What to do =
The answer must restate every entry exactly as it appears.

Record set =
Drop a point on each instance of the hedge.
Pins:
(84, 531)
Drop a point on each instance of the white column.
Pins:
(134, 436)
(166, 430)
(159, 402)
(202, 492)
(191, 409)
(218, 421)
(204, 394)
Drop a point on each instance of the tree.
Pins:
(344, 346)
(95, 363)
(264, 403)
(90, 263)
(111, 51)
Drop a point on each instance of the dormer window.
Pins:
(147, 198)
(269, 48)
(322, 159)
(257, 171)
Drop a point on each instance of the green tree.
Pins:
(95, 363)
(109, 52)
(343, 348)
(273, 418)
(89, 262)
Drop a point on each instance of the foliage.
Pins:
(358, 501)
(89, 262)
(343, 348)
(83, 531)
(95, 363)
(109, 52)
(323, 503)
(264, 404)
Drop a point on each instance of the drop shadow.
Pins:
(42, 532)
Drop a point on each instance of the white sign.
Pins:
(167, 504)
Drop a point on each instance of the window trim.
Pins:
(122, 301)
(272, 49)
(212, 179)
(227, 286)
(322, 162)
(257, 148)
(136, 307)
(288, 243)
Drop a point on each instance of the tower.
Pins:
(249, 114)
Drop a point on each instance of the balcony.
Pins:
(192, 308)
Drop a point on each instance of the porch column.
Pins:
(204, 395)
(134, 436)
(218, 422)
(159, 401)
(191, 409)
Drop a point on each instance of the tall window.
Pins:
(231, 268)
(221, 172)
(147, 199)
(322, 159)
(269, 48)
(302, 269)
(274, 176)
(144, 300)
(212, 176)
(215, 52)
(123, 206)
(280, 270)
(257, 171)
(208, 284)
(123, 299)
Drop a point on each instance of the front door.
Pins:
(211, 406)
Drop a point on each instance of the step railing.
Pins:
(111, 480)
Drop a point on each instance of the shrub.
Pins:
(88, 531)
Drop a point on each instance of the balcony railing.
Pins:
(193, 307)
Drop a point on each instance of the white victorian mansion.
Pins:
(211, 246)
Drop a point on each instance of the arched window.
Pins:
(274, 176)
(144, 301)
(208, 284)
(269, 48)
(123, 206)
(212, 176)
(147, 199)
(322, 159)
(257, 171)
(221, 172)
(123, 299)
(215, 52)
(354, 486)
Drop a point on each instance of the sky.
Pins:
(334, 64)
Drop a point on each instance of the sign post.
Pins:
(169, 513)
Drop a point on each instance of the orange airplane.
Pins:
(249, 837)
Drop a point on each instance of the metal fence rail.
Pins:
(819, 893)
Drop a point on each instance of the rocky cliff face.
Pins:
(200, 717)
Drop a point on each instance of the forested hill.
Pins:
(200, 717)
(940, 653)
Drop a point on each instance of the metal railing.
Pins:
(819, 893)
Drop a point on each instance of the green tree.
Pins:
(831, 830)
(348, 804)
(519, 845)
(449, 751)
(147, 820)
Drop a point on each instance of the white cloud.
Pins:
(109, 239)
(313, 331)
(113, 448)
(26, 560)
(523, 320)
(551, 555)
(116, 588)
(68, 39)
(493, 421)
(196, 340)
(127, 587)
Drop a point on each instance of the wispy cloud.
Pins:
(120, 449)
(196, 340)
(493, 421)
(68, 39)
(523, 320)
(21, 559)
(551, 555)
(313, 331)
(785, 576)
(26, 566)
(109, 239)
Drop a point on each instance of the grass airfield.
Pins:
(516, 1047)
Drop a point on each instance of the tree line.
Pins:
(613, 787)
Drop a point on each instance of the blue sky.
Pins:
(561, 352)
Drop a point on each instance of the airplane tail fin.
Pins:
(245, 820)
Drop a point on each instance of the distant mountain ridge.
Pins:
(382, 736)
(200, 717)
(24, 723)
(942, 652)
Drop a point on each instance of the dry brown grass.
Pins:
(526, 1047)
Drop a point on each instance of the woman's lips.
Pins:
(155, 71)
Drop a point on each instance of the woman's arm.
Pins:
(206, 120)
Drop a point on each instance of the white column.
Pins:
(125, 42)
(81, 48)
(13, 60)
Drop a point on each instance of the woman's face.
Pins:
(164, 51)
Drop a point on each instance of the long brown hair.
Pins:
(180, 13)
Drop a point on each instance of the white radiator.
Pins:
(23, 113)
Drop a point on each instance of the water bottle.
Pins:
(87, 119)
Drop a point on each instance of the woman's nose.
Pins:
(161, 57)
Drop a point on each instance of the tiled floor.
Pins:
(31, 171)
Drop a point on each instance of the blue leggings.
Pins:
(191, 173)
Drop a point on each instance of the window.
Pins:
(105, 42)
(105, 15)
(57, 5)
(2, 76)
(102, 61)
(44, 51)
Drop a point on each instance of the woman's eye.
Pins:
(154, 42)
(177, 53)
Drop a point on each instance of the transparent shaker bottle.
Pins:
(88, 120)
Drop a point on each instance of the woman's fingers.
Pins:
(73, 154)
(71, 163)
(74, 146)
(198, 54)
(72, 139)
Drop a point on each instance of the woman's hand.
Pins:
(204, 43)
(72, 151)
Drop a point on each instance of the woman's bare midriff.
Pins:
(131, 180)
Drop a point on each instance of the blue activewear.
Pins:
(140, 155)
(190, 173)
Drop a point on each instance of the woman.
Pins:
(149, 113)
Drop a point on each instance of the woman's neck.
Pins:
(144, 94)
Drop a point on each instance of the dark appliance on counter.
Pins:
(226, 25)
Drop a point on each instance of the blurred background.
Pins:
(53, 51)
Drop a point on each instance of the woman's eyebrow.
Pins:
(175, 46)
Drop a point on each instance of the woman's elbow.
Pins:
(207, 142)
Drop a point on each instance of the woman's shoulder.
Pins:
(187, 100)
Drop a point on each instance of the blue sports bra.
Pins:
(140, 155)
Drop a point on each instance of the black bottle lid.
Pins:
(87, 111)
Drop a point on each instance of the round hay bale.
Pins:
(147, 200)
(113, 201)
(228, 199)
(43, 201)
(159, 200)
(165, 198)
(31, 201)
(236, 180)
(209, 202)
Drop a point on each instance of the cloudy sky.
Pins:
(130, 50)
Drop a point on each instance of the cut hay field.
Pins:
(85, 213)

Written response =
Drop a point on each instance of the hedge.
Pins:
(84, 531)
Drop a point on each instance of the white column.
Pins:
(134, 436)
(166, 430)
(159, 402)
(202, 492)
(191, 409)
(218, 421)
(204, 394)
Drop a point on each instance of the tree.
Pins:
(344, 346)
(95, 363)
(264, 403)
(90, 263)
(111, 51)
Drop a point on each instance of the dormer window.
Pins:
(147, 198)
(269, 48)
(322, 159)
(257, 171)
Drop a point on each instance of the green tree.
Pins:
(95, 363)
(109, 52)
(343, 348)
(273, 418)
(89, 262)
Drop a point on each instance of the foliage.
Pins:
(358, 501)
(89, 262)
(343, 348)
(83, 531)
(95, 363)
(109, 52)
(323, 503)
(264, 404)
Drop a point on each instance of the drop shadow.
Pins:
(42, 532)
Drop a point on each instance of the white sign.
Pins:
(167, 504)
Drop a point on each instance of the window trim.
Pins:
(122, 301)
(272, 49)
(212, 179)
(227, 286)
(322, 162)
(257, 148)
(136, 307)
(288, 243)
Drop a point on each instance of the tower.
Pins:
(249, 114)
Drop a point on each instance of the balcony.
Pins:
(192, 308)
Drop a point on each instance of the porch column.
Pins:
(204, 395)
(134, 436)
(218, 422)
(159, 401)
(191, 409)
Drop a point on each instance of the tall window.
Pins:
(231, 268)
(221, 172)
(147, 199)
(322, 159)
(269, 48)
(302, 269)
(274, 176)
(144, 300)
(212, 176)
(215, 52)
(123, 206)
(280, 270)
(257, 171)
(208, 284)
(123, 299)
Drop a point on each instance of the front door.
Pins:
(211, 406)
Drop a point on each instance of the step railing.
Pins:
(111, 480)
Drop a point on each instance of the shrub.
Pins:
(88, 531)
Drop a point on each instance of the balcony railing.
Pins:
(193, 307)
Drop a point on each instance of the white victorian mansion.
Pins:
(211, 246)
Drop a point on each instance of the arched window.
Pins:
(274, 176)
(144, 301)
(208, 284)
(269, 48)
(123, 206)
(212, 176)
(147, 199)
(322, 159)
(257, 171)
(221, 172)
(123, 299)
(215, 52)
(354, 486)
Drop a point on each instance of the sky.
Pins:
(334, 64)
Drop a point on each instance of the sign post.
Pins:
(169, 513)
Drop a point on each instance of the orange airplane.
Pins:
(249, 837)
Drop a point on each instance of the metal fence rail.
Pins:
(819, 893)
Drop a point on each instance of the rocky cliff face.
Pins:
(200, 717)
Drop a point on each instance of the forested hill.
Pins:
(200, 717)
(940, 653)
Drop a point on each instance of the metal railing.
Pins:
(819, 893)
Drop a point on each instance of the green tree.
Pins:
(831, 830)
(348, 804)
(519, 845)
(449, 751)
(147, 820)
Drop a point on each instance of the white cloud.
Pins:
(109, 239)
(313, 331)
(113, 448)
(26, 560)
(523, 320)
(551, 555)
(116, 588)
(68, 39)
(493, 421)
(196, 340)
(127, 587)
Drop a point on each instance of the wispy cloud.
Pins:
(120, 449)
(196, 340)
(493, 421)
(68, 39)
(523, 320)
(21, 559)
(551, 555)
(313, 331)
(785, 576)
(26, 566)
(109, 239)
Drop a point on each instance of the grass airfield.
Pins:
(516, 1047)
Drop a point on each instance of the tree line.
Pins:
(613, 787)
Drop a point on each instance of the blue sky.
Pins:
(561, 352)
Drop a point on each instance of the airplane tail fin.
Pins:
(245, 820)
Drop a point on each instance of the distant mountain ridge.
Pins:
(382, 736)
(200, 717)
(24, 723)
(942, 652)
Drop a point on each instance of the dry brown grass.
Pins:
(526, 1047)
Drop a point on each instance of the woman's lips.
Pins:
(155, 71)
Drop a point on each instance of the woman's arm.
Pins:
(206, 120)
Drop a point on each instance of the white column.
Pins:
(125, 42)
(81, 48)
(13, 60)
Drop a point on each instance of the woman's face.
Pins:
(164, 51)
Drop a point on each instance of the long brown hair.
Pins:
(180, 13)
Drop a point on each instance of the white radiator.
Pins:
(23, 113)
Drop a point on each instance of the water bottle.
Pins:
(87, 119)
Drop a point on each instance of the woman's nose.
Pins:
(161, 57)
Drop a point on each instance of the tiled floor.
Pins:
(31, 171)
Drop a point on each instance of the blue leggings.
Pins:
(191, 173)
Drop a point on each instance of the window.
Pins:
(105, 42)
(105, 15)
(57, 5)
(2, 76)
(102, 61)
(44, 51)
Drop a point on each instance of the woman's eye.
Pins:
(154, 42)
(177, 53)
Drop a point on each instance of the transparent shaker bottle.
Pins:
(88, 120)
Drop a point on each instance of the woman's fingers.
Pins:
(73, 154)
(71, 163)
(74, 146)
(198, 54)
(72, 139)
Drop a point on each instance of the woman's hand.
Pins:
(204, 43)
(72, 151)
Drop a point on each instance of the woman's bare midriff.
Pins:
(131, 180)
Drop a point on each instance of the blue activewear.
Pins:
(140, 155)
(190, 173)
Drop a point on each instance of the woman.
Pins:
(149, 113)
Drop a point on each instance of the woman's neck.
Pins:
(144, 94)
Drop a point on each instance of the dark appliance on counter.
Pins:
(226, 25)
Drop a point on each instance of the blurred background.
Pins:
(53, 51)
Drop a point on each instance of the woman's eyebrow.
Pins:
(175, 46)
Drop a point on each instance of the woman's elbow.
Pins:
(207, 142)
Drop a point on each instance of the woman's shoulder.
Pins:
(187, 100)
Drop a point on each instance of the blue sports bra.
Pins:
(140, 155)
Drop a point on each instance of the black bottle lid.
Pins:
(87, 111)
Drop a point on each instance of the round hay bale.
Pins:
(147, 200)
(113, 201)
(228, 199)
(43, 201)
(159, 200)
(165, 198)
(31, 201)
(236, 180)
(209, 202)
Drop a point on each instance of the cloudy sky.
Pins:
(130, 50)
Drop a point on each instance of the cut hay field.
Pins:
(85, 213)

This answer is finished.